Of all the lines below, output only those starting at the one with "target | boat bench seat" and ending at the one with "target | black background", both ends included, exactly as written.

%%

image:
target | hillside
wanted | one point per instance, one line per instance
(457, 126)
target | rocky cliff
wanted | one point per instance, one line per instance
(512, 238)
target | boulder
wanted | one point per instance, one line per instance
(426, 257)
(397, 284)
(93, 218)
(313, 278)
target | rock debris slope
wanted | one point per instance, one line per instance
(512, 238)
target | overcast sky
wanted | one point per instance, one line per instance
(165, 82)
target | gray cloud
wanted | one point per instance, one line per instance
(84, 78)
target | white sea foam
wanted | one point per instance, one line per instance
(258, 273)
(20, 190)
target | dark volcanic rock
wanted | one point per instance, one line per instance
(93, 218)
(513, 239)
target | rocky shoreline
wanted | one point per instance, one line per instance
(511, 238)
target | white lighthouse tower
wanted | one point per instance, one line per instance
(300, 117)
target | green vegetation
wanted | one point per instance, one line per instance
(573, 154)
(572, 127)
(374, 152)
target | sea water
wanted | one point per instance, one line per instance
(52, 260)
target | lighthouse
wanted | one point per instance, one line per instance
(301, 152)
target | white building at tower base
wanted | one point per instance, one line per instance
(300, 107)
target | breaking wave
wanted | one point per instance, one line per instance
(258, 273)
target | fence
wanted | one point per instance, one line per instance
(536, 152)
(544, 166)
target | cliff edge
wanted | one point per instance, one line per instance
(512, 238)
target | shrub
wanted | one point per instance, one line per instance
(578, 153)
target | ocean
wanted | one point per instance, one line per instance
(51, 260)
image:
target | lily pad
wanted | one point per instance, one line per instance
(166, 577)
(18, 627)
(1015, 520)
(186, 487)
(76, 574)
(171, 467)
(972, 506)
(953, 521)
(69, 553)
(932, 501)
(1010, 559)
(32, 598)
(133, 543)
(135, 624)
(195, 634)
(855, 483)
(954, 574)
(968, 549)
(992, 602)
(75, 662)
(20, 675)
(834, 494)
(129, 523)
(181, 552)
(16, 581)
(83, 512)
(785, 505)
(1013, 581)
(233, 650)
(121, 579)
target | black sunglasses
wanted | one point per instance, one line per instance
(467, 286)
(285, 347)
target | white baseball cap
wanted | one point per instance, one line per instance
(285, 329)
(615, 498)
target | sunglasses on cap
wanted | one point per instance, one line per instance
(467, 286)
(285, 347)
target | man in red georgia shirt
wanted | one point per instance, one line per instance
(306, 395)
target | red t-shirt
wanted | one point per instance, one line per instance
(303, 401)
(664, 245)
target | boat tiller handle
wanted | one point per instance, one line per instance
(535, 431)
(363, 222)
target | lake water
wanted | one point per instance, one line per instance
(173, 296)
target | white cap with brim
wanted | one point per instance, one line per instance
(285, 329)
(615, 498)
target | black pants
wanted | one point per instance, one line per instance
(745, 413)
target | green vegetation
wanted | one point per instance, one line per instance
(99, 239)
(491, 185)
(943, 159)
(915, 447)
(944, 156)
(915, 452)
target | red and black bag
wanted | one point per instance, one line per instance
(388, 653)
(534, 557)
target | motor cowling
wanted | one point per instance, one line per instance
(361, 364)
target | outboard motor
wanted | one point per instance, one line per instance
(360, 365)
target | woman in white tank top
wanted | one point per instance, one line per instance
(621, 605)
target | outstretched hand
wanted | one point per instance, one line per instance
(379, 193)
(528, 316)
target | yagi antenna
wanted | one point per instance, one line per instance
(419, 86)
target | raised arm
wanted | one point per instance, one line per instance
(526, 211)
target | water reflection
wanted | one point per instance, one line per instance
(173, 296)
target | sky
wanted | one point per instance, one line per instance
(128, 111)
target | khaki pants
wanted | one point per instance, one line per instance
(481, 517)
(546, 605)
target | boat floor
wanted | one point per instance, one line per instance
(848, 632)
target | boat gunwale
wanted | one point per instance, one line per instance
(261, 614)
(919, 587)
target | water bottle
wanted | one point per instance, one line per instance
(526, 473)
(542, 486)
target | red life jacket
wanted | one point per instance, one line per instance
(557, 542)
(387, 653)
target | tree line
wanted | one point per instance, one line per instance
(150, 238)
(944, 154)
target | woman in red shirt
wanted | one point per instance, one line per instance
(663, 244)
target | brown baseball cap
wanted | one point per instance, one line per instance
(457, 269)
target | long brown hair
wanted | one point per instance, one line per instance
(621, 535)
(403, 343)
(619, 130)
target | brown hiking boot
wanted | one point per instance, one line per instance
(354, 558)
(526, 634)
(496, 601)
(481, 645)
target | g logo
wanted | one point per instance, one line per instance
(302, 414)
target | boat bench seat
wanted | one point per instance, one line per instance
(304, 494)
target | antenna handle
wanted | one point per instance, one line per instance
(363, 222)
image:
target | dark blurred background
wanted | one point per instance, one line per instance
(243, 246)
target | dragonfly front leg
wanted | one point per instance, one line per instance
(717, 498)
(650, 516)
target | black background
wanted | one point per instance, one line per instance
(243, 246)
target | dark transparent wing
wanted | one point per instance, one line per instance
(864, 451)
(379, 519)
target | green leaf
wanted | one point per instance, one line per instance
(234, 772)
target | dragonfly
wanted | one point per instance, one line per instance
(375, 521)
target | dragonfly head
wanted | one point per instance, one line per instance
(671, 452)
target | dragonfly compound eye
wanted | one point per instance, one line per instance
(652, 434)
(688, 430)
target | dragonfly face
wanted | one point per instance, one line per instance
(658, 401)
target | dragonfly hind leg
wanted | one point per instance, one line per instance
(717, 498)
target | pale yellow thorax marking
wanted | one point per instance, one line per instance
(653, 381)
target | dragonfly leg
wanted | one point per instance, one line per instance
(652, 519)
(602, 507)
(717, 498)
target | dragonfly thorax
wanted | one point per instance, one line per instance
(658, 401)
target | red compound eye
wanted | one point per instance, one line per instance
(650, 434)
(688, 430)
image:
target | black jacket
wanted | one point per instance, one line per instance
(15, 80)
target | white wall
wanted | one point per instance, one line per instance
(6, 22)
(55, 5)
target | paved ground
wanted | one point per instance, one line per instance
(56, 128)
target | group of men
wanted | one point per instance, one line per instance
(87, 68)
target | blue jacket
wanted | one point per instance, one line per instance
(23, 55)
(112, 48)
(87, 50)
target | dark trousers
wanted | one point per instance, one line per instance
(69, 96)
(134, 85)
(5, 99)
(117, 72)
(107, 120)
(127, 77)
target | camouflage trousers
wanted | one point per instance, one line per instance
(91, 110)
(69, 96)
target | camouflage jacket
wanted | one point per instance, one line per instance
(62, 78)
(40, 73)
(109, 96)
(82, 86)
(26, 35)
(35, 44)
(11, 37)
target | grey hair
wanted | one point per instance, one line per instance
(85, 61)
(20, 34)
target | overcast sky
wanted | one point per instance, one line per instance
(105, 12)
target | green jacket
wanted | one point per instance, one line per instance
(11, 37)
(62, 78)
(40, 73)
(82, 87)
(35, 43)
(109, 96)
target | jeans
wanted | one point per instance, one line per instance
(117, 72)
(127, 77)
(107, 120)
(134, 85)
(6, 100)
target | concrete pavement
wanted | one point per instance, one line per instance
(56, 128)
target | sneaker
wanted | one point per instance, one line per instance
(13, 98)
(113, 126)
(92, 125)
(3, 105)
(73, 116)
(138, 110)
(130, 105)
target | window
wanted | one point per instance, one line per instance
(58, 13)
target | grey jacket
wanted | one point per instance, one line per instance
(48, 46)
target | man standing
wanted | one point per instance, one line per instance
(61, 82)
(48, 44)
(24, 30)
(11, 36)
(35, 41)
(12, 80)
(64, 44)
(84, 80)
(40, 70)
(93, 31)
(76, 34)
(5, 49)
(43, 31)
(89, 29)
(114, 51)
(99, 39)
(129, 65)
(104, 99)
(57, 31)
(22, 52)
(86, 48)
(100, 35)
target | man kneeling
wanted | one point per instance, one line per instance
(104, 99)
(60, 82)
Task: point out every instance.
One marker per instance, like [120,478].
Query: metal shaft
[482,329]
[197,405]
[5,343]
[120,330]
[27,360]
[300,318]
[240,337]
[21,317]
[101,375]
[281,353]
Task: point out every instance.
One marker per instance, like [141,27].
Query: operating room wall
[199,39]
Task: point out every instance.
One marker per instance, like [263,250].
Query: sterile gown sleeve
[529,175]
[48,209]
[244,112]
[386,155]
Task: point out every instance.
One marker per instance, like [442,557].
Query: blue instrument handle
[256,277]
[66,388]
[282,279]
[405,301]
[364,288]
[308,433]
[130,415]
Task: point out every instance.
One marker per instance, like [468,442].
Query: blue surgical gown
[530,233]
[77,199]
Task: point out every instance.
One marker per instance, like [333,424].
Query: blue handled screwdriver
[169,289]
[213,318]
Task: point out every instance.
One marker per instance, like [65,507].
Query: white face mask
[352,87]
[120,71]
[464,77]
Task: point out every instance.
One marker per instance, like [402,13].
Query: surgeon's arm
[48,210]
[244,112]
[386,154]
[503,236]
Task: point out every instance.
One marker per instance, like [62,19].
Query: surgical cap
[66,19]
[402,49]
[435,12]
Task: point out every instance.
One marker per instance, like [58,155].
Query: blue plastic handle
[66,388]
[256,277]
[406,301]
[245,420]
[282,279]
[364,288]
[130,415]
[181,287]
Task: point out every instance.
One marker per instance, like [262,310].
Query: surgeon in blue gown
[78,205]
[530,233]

%%

- [SOLUTION TO THIS TASK]:
target | boat bench seat
wanted | one point per instance, one line per instance
(304, 494)
target | antenna handle
wanted | one point per instance, one line per instance
(363, 222)
image:
target | dark blurred background
wanted | one point per instance, one line per instance
(243, 246)
target | dragonfly front leg
wanted | one point per instance, one line per instance
(717, 498)
(650, 516)
target | black background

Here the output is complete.